### DOCUMENT SEGMENT
┄┄┄┄┄┄┄┄┄┄
AUD: Taking its cue from the broader risk environment

 
Spot
Week ahead bias Range next week 1 month target
AUD/USD
0.7510
Neutral 0.7400 - 0.7600 0.7600
  • The latest Australian jobs data was a bit of a mixed bag; while full-time employment picked up by +32.7k in April, the downward revision to last month's figure and the uptick in the unemployment rate to 5.6% are slight disappointments. We'll get an update on the RBA's latest thoughts in speeches by Governor Lowe (Wed) and Assistant Governor Bullock (Thu); one would imagine officials retaining a fairly neutral and cautious stance in light of the current domestic economic and geopolitical backdrop.
  • The standout data release in the week ahead is the 1Q construction work done report (Wed) - consensus is looking for a +1.3% QoQ bounce back after the largest quarterly decline on record in 4Q17 (-19.4%). Broadly, AUD/USD will continue to take its cue from global risk sentiment and here we look for some consolidation in the absence of any further escalation in geopolitical and trade risks.

NZD: Cleaner positioning raises bar for further downside

 
Spot
Week ahead bias Range next week 1 month target
NZD/USD
0.6900
Neutral 0.6870 - 0.7000 0.7200
  • Just when one would've thought that it couldn't get any worse for the kiwi, the lacklustre 1Q PPI release and negative global risk environment has seen NZD/USD drop to its lowest levels since Dec 2017 (when negative sentiment around NZ politics was at its peak). Certainly, the pair is sensitive to higher US yields and we suspect this will remain the persistent theme given the greater short-run uncertainty over global growth. 
  • However, with NZD positioning slightly cleaner, we would only expect a further material decline now if (a) we see evidence that higher US rates pose downside risks to a highly leveraged NZ economy (in particular the local housing market) or (b) we see another idiosyncratic move higher in US rates (which seems unlikely now with markets all but pricing in the end of the Fed tightening cycle). The likelihood is that NZD/USD consolidates around the 0.70 handle until we get clarity on the broader global backdrop. Domestically, 1Q retail sales (Mon) and trade balance data (Wed) will be of interest.
┄┄┄┄┄┄┄┄┄┄
[Records of labeled points]
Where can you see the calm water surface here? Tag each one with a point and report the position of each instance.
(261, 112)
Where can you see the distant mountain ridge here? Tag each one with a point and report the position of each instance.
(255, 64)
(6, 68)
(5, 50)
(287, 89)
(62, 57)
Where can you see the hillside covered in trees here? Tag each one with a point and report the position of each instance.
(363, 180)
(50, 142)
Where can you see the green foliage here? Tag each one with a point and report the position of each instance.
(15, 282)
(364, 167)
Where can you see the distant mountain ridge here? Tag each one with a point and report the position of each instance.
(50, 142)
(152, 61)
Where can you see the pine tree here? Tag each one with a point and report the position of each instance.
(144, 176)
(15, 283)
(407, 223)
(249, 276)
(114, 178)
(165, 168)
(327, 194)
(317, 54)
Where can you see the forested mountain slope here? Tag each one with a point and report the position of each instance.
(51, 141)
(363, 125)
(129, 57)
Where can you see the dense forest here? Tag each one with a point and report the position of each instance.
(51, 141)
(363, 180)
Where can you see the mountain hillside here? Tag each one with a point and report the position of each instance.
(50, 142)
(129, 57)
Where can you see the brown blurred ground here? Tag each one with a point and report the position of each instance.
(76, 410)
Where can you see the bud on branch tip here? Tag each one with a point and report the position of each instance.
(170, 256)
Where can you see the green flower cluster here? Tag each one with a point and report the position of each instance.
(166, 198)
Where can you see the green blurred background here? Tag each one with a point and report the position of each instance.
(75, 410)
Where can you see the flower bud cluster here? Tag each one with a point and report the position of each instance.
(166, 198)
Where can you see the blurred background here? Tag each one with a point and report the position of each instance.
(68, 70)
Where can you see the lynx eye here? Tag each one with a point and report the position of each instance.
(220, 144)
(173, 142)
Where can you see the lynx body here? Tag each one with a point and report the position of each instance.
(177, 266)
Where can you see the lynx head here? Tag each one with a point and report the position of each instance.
┄┄┄┄┄┄┄┄┄┄
### THINGS TO DO
1. According to the currency outlook, what did the Australian unemployment rate rise to?
2. Name every scheduled event in the currency outlook that is tied to a day of the week, and give its day.
3. Please reproduce the stretch of the currency outlook from "AUD: Taking its" through "and geopolitical backdrop.".

### SOLUTIONS FOR EACH TASK
1. 5.6%

2.
- Speech by Governor Lowe (Wed)
- Speech by Assistant Governor Bullock (Thu)
- 1Q construction work done report (Wed)
- 1Q retail sales (Mon)
- Trade balance data (Wed)

3.
AUD: Taking its cue from the broader risk environment

 
Spot
Week ahead bias Range next week 1 month target
AUD/USD
0.7510
Neutral 0.7400 - 0.7600 0.7600
  • The latest Australian jobs data was a bit of a mixed bag; while full-time employment picked up by +32.7k in April, the downward revision to last month's figure and the uptick in the unemployment rate to 5.6% are slight disappointments. We'll get an update on the RBA's latest thoughts in speeches by Governor Lowe (Wed) and Assistant Governor Bullock (Thu); one would imagine officials retaining a fairly neutral and cautious stance in light of the current domestic economic and geopolitical backdrop.